───── STORED DATA

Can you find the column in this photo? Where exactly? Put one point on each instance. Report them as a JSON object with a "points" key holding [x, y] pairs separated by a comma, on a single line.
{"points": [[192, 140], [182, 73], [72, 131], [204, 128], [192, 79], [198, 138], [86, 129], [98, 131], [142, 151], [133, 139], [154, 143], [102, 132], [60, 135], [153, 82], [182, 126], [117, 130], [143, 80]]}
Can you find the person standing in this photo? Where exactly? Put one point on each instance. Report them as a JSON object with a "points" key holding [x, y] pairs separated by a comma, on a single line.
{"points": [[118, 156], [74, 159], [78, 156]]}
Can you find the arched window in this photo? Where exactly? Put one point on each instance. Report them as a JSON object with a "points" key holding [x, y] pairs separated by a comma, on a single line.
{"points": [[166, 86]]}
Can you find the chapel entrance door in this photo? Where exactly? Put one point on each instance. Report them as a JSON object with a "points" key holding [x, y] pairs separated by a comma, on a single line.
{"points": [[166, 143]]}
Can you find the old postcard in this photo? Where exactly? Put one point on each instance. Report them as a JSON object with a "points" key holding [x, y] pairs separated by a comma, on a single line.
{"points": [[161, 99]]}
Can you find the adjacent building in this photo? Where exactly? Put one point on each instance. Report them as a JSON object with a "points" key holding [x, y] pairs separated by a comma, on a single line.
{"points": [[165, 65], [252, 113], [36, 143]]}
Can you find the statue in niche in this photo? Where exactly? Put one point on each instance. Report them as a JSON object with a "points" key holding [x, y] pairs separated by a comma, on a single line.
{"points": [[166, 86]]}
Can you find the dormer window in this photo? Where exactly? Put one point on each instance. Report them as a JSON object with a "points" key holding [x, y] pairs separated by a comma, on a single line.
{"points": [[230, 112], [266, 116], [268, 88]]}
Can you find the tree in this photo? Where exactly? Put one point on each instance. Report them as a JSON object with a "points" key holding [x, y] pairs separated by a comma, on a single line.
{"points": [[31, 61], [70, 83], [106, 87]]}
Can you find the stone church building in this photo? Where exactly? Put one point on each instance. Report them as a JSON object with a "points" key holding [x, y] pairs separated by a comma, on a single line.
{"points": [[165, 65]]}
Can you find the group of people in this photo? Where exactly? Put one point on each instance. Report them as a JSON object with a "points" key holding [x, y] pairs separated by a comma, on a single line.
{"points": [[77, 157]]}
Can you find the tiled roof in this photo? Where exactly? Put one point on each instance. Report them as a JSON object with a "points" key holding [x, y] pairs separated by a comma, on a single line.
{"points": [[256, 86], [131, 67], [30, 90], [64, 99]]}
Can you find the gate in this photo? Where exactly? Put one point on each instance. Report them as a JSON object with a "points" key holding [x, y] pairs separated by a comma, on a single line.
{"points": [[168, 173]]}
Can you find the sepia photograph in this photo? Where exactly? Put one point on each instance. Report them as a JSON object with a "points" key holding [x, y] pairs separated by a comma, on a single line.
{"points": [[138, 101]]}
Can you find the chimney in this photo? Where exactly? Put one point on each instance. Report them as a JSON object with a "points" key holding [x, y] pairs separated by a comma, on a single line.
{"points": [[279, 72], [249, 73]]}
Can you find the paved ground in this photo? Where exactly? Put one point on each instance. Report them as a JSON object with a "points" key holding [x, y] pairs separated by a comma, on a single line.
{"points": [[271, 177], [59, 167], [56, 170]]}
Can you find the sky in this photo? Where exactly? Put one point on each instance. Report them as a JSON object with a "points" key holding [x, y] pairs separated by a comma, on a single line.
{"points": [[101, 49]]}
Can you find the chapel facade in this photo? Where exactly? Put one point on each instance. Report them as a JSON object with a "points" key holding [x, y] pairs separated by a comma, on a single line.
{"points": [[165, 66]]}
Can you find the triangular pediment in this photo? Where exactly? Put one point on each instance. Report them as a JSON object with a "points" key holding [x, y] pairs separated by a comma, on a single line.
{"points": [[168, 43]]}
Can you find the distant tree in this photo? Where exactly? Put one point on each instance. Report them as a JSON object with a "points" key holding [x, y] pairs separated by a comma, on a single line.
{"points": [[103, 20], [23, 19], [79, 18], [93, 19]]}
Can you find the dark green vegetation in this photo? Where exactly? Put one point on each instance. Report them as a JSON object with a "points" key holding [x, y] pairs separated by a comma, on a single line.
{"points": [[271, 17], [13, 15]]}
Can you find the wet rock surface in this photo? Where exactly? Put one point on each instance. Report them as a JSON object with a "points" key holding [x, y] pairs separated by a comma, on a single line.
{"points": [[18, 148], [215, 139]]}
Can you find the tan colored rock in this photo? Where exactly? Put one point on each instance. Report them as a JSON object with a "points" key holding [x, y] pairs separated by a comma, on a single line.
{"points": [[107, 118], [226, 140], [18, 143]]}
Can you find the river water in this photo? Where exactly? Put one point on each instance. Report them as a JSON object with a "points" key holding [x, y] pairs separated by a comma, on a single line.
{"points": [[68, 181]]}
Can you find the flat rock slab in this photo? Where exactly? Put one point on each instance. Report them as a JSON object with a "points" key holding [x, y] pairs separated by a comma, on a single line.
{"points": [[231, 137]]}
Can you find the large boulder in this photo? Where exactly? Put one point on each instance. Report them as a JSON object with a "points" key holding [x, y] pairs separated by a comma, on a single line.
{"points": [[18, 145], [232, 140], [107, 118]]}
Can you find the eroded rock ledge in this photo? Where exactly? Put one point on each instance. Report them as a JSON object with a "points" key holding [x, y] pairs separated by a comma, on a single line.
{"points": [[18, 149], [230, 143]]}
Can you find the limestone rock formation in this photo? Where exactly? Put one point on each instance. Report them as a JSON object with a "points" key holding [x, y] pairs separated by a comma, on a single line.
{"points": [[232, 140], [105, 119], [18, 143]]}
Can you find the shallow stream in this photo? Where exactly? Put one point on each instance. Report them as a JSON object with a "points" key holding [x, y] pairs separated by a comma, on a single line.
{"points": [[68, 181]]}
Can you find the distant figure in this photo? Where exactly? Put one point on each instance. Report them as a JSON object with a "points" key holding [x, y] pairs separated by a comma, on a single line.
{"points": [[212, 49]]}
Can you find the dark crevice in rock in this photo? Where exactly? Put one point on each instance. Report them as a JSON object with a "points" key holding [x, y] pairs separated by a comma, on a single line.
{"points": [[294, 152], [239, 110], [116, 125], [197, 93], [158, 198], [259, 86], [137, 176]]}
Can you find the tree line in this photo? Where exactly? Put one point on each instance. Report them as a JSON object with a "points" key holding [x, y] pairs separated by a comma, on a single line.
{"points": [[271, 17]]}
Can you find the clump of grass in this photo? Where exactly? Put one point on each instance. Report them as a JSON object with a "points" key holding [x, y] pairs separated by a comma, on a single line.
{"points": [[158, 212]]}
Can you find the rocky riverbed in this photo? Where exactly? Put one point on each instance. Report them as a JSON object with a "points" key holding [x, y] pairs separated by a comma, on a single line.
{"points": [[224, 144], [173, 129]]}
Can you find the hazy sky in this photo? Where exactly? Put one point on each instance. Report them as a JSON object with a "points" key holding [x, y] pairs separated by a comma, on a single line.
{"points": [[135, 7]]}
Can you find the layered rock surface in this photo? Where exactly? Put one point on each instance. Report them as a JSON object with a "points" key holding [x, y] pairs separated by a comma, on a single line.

──────────

TASK REQUIREMENTS —
Every line of the listing should be printed again exactly.

SOLUTION TO THE PROBLEM —
Can you find the column in this photo? Where exactly? Put one point on each instance. Report them as a JSON object with a "points" key holding [x, y] pairs separated by a comma, on a single line.
{"points": [[192, 140], [182, 73], [72, 131], [204, 128], [192, 79], [198, 138], [86, 129], [98, 131], [142, 151], [133, 139], [154, 143], [102, 132], [60, 135], [153, 82], [182, 126], [117, 130], [143, 80]]}
Can you find the person standing in this photo? Where exactly? Put one point on each instance. Report them as a JSON object with a "points" key holding [x, y] pairs separated by a comma, on a single line.
{"points": [[118, 156], [74, 159], [78, 156]]}
Can you find the arched window in this photo? Where exactly? Put one point on each instance. Report them as a JSON object with a "points" key holding [x, y] pairs separated by a comma, on a single line.
{"points": [[166, 86]]}
Can you find the chapel entrance door in this photo? Where exactly? Put one point on each instance. Report them as a JSON object with a "points" key holding [x, y] pairs separated by a comma, on a single line.
{"points": [[166, 143]]}
Can you find the old postcard in this photo? Where exactly? Put one point on each instance. Report them as a JSON object with a "points" key holding [x, y] pairs separated by a comma, on a single line.
{"points": [[161, 99]]}
Can you find the adjacent building in this photo? Where exactly? Put one point on each instance. Report them as a JSON object with a "points" key holding [x, y] pairs separated by a comma, on a single line.
{"points": [[165, 65], [252, 113], [36, 143]]}
Can you find the statue in niche in this photo? Where exactly? Put one point on each instance. Report them as a JSON object with a "points" key holding [x, y] pairs separated by a comma, on a single line.
{"points": [[166, 86]]}
Can you find the dormer window in this photo? Where exactly? Put one point on each instance. Report them as a JSON object with a "points" key holding [x, y] pairs separated by a comma, on a single line.
{"points": [[230, 112], [266, 116], [268, 88]]}
Can you find the tree in this photo? Where exactly? Put one point on each instance. Report them as a JSON object with a "points" key holding [x, y] pairs separated by a comma, on a single line.
{"points": [[31, 61], [70, 83], [106, 87]]}
Can you find the stone church building in this photo? Where exactly? Put one point on each instance. Report them as a JSON object with a "points" key holding [x, y] pairs separated by a comma, on a single line.
{"points": [[165, 65]]}
Can you find the group of people in this photo? Where exactly? Put one point on each instance. Report them as a JSON object with a "points" key holding [x, y] pairs separated by a comma, on a single line.
{"points": [[77, 157]]}
Can you find the tiled roof in this photo? Where exactly? Put one point on each instance. Report them as a JSON object with a "points" key holding [x, y] pairs separated by a comma, on a single line.
{"points": [[256, 86], [131, 67], [30, 90], [64, 99]]}
Can you find the gate in this photo? Where exactly? Put one point on each instance. Report them as a JSON object with a "points" key holding [x, y] pairs separated by a comma, on a single line.
{"points": [[168, 173]]}
Can you find the sepia photograph in this photo? Where exactly? Put one point on each instance. Report them as a JSON object with a "points" key holding [x, y] pairs separated by a comma, on a single line.
{"points": [[138, 101]]}
Can you find the chimney in this photo? Where exactly? Put one point on each instance. Report them as a JSON object with a "points" key holding [x, y] pairs separated by a comma, on a single line.
{"points": [[279, 72], [249, 73]]}
Can you find the paved ground in this photo? Where exactly? Put one point on each instance. Report them as a JSON object with a "points" key holding [x, y] pairs separated by a comma, on a single line.
{"points": [[271, 177], [59, 167], [56, 170]]}
Can you find the sky in this photo? Where exactly? Put one point on each instance. Report them as a JSON object with a "points" key holding [x, y] pairs separated by a comma, on a single line.
{"points": [[101, 49]]}
Can you find the chapel facade in this photo? Where exactly? Put one point on each instance. Report them as a JSON object with a "points" key holding [x, y] pairs separated by a comma, on a single line.
{"points": [[165, 66]]}
Can you find the triangular pediment in this photo? Where exactly? Put one point on each instance. Report them as a JSON object with a "points" key holding [x, y] pairs separated by a comma, on a single line.
{"points": [[168, 43]]}
Can you find the distant tree in this photo? Where exactly? Put one point on each instance. Report them as a JSON object with a "points" key holding [x, y] pairs separated by a comma, on a single line.
{"points": [[103, 20], [23, 19], [79, 18], [93, 19]]}
Can you find the dark green vegetation in this photo? Where exactly? Put one point on each instance. Report them as a JSON object with a "points" key holding [x, y] pairs separated by a comma, on a single line.
{"points": [[271, 17], [13, 15]]}
Can you find the wet rock surface in this photo? Where exactly? Put one point on each instance. Report them as a JSON object with a "points" key holding [x, y] pairs separated by a comma, on a single line.
{"points": [[18, 148], [215, 139]]}
Can you find the tan colored rock in this photo? Where exactly? Put one point on each instance. Report them as a JSON object with a "points" key holding [x, y] pairs separated by a comma, on a single line.
{"points": [[107, 118], [226, 140], [18, 143]]}
Can you find the river water in this photo? Where exactly? Put one point on each instance. Report them as a JSON object with a "points" key holding [x, y] pairs separated by a comma, on a single line.
{"points": [[68, 181]]}
Can you find the flat rock slab in this photo? Where exactly? Put one point on each instance. Report them as a JSON object with a "points" key holding [x, y] pairs separated by a comma, on a single line.
{"points": [[231, 137]]}
Can you find the large boulder in this photo? Where exactly? Put one point on each instance. Report them as a JSON object with a "points" key holding [x, y] pairs separated by a comma, on a single line.
{"points": [[18, 145], [232, 140], [107, 118]]}
Can you find the eroded rock ledge in this photo? Where exactly? Put one point on each instance. Report them as a JSON object with a "points" key holding [x, y] pairs separated by a comma, on a single line.
{"points": [[18, 149], [230, 143]]}
Can you find the limestone rock formation in this photo? Where exactly? Put one point on each instance. Report them as a JSON object with a "points" key holding [x, y] pairs separated by a comma, on a single line.
{"points": [[232, 140], [105, 119], [18, 143]]}
Can you find the shallow stream in this photo? Where exactly? Put one point on each instance. Report them as a JSON object with a "points" key holding [x, y] pairs separated by a comma, on a single line.
{"points": [[68, 181]]}
Can you find the distant figure in this photo? Where exactly? Put one point on each instance. Report them as a JSON object with a "points" key holding [x, y] pairs separated by a comma, on a single line.
{"points": [[212, 49]]}
Can you find the dark crevice in rock in this photo? Where exactly? Put one point on each instance. Report them as a JSON object with a "points" key holding [x, y] pairs separated by a comma, on a single line.
{"points": [[294, 152], [239, 110], [116, 125], [197, 93], [158, 198], [259, 86], [137, 176]]}
Can you find the tree line in this photo? Where exactly? Put one point on each instance. Report them as a JSON object with a "points" key holding [x, y] pairs separated by a comma, on a single line.
{"points": [[271, 17]]}
Can you find the clump of grass in this photo? Where exactly? Put one point on each instance. Report them as a JSON object with a "points" key holding [x, y] pairs separated by a comma, on a single line.
{"points": [[158, 212]]}
Can you find the rocky riverbed in this photo? Where exactly? Put one point on each instance. Report them as a JSON object with a "points" key holding [x, y] pairs separated by a comma, on a single line.
{"points": [[224, 144], [173, 129]]}
Can you find the hazy sky in this photo? Where exactly? Put one point on each instance. Report them as a JSON object with a "points" key holding [x, y] pairs separated by a comma, on a single line.
{"points": [[135, 7]]}
Can you find the layered rock surface in this photo? Where exactly? Put one point on each instance. Report them as a JSON object with a "points" key holding [x, y] pairs separated by a comma, on a single line.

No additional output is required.